EXERCISE OBJECTIVE: All the data should be repeated exactly. Any image in it is left out.

Stored entries
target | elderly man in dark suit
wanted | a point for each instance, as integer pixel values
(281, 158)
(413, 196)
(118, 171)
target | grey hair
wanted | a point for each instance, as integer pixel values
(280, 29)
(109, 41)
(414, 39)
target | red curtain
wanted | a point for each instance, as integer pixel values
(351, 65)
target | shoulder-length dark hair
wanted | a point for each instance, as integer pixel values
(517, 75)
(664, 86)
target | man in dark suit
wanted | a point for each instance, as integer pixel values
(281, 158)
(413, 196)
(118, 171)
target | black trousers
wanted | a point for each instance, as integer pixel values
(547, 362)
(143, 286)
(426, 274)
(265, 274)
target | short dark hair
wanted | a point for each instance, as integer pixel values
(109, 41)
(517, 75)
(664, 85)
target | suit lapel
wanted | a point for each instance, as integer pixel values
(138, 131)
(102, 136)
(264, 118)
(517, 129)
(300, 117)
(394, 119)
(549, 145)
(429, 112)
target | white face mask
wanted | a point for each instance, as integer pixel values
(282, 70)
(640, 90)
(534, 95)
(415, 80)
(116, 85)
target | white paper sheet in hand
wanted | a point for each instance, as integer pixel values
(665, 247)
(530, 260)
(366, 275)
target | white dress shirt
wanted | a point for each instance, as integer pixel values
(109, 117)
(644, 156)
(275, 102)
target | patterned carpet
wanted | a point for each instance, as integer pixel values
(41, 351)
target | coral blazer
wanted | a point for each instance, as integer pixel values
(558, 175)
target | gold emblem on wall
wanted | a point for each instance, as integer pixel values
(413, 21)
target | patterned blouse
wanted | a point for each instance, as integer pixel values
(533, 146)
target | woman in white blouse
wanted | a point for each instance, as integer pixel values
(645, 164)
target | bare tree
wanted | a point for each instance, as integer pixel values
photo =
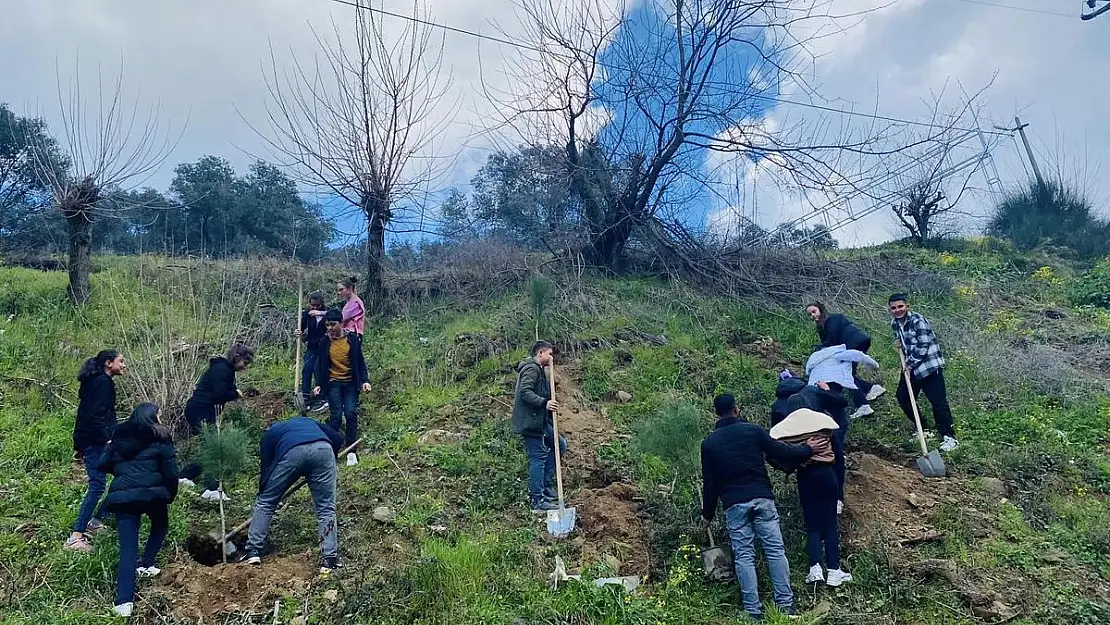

FINAL ANSWER:
target | elderly man in dark suit
wanted | a point for each instance, as integer pixel values
(281, 158)
(413, 196)
(118, 171)
target | grey hair
wanted | a point for each instance, as integer pixel values
(280, 29)
(109, 41)
(414, 39)
target | red curtain
wanted | a point for each instance, as integer pixel values
(351, 65)
target | shoulder-length dark hair
wanted | a point for each instance, as integer pixel values
(517, 75)
(664, 86)
target | man in dark suit
wanted | a point for each instance, as integer pixel values
(281, 158)
(413, 196)
(118, 171)
target | black trousers
wanted | a point for each instance, as integer pixel values
(547, 362)
(143, 286)
(426, 274)
(265, 274)
target | short dark hair
wanted | a point for each instance, as integer pixel values
(109, 41)
(517, 75)
(664, 85)
target | suit lapel
wanted | a point for each instance, as integer pixel values
(138, 131)
(102, 136)
(264, 118)
(517, 129)
(300, 117)
(394, 119)
(549, 145)
(429, 112)
target | white face mask
wanted | a point for each instance, as integer pixel values
(282, 70)
(640, 90)
(534, 95)
(415, 80)
(116, 85)
target | white paper sheet in hand
wanted | a point for each instance, as integer pixel values
(665, 247)
(530, 260)
(366, 275)
target | white dress shirt
wanted | a point for each instance, as integer pixel values
(109, 117)
(644, 156)
(275, 102)
target | patterned carpet
wanted | a point for each instance, as integer pixel values
(41, 351)
target | coral blazer
wanted | a point for each instance, as integer pixel values
(558, 175)
target | gold emblem on wall
wanted | a point for each instance, as integer pixel values
(413, 21)
target | patterned blouse
wanted | a point for each instance, as integer pixel values
(533, 146)
target | woman in white blouse
wanted | a point for each instance, as integer pixel values
(645, 164)
target | bare tree
wanted | a point for each instance, as integer pixel values
photo =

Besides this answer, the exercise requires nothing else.